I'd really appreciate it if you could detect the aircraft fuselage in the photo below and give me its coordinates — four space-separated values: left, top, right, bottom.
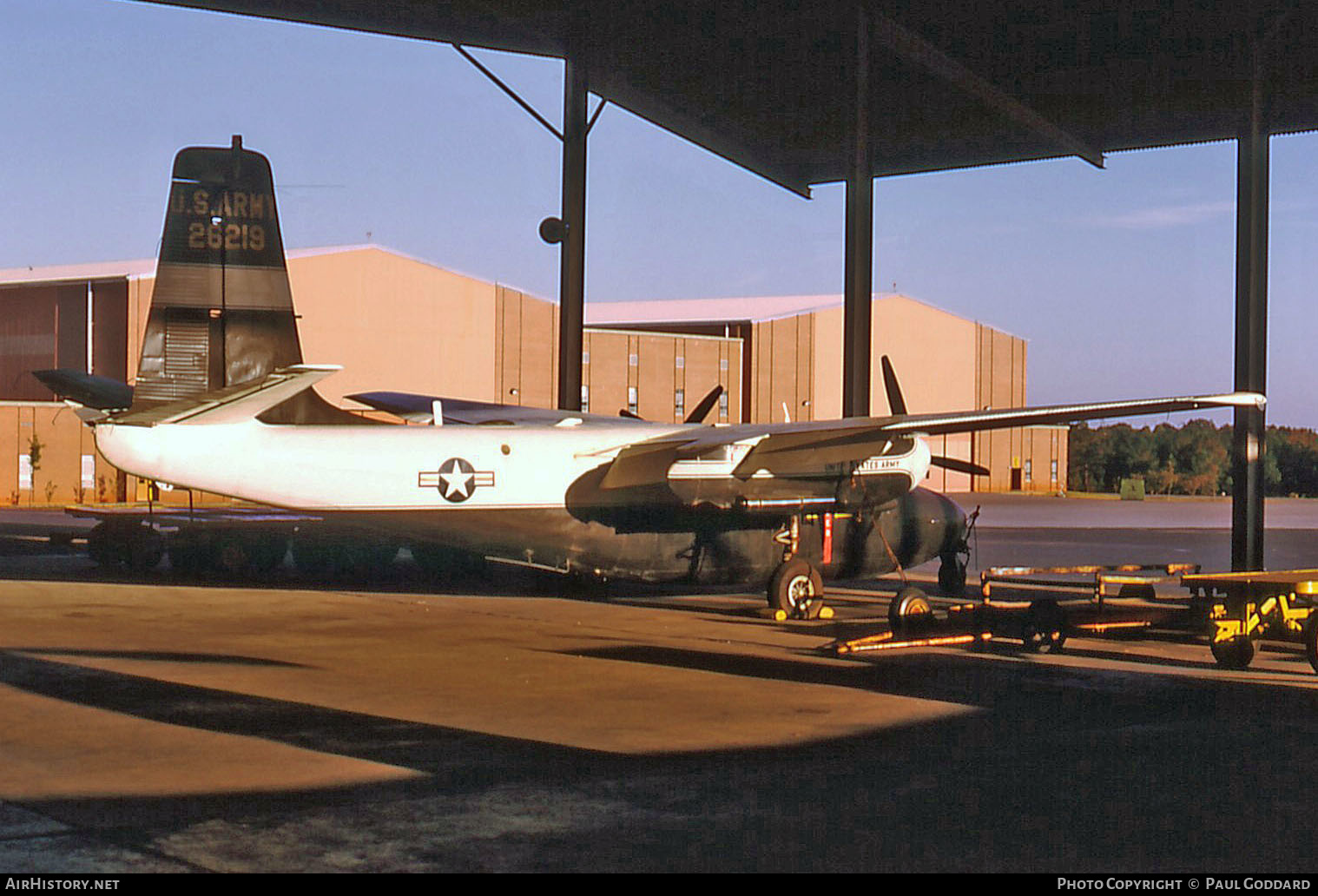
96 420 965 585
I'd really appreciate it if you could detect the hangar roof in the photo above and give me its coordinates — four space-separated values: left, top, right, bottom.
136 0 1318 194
++++++++++
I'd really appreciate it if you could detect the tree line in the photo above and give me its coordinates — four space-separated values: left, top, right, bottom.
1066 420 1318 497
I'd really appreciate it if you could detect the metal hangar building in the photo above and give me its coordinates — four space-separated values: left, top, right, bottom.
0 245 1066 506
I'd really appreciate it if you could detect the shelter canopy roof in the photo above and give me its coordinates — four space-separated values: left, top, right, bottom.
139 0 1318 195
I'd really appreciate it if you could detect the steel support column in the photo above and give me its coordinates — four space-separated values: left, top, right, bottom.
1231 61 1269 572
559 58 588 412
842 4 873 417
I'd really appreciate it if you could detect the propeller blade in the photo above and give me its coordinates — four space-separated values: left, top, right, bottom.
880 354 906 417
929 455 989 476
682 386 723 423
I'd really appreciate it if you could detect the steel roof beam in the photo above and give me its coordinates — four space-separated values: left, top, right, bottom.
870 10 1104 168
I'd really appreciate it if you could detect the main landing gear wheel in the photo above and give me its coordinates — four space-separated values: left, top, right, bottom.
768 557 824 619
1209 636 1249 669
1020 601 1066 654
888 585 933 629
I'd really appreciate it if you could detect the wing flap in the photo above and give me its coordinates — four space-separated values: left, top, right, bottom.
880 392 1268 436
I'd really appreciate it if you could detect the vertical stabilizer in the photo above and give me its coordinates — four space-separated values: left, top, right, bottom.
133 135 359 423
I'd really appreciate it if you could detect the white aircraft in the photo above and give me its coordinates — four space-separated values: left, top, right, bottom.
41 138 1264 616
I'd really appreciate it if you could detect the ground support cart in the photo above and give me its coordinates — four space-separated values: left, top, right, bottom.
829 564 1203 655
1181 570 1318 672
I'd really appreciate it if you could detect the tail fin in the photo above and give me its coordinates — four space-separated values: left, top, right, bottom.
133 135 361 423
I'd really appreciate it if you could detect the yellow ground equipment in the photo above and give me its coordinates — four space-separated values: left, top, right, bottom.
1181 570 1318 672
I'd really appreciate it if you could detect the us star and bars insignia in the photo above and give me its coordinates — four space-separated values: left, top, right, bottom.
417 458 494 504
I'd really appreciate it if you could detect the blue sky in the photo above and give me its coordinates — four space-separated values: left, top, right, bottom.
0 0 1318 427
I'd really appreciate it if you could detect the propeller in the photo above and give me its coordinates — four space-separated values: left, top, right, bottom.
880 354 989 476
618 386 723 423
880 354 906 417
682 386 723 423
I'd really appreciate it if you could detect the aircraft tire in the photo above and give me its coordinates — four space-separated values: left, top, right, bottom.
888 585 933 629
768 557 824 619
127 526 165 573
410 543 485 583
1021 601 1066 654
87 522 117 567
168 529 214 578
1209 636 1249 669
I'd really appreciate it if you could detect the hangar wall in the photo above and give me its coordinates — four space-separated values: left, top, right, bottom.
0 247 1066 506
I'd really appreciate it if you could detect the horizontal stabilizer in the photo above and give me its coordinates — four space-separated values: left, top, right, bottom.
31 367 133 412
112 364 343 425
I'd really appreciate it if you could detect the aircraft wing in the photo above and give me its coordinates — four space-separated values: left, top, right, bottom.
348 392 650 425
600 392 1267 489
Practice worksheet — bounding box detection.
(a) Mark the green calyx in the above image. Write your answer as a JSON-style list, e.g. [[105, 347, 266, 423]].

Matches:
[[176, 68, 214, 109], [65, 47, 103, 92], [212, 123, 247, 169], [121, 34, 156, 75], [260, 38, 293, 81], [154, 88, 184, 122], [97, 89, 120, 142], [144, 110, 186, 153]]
++++++++++
• Aim:
Which lines in the data above contain the word "support"? Return each of those lines in full.

• Response to this task:
I'd really appreciate it if you could detect the steel support column in the photo above and give me its coordinates — four space-separated values: left, top, right, bottom.
I'd really appreciate it if you could detect the ground support cart in the photo above and give me its coordinates — four space-separated values: left, top, right, bottom.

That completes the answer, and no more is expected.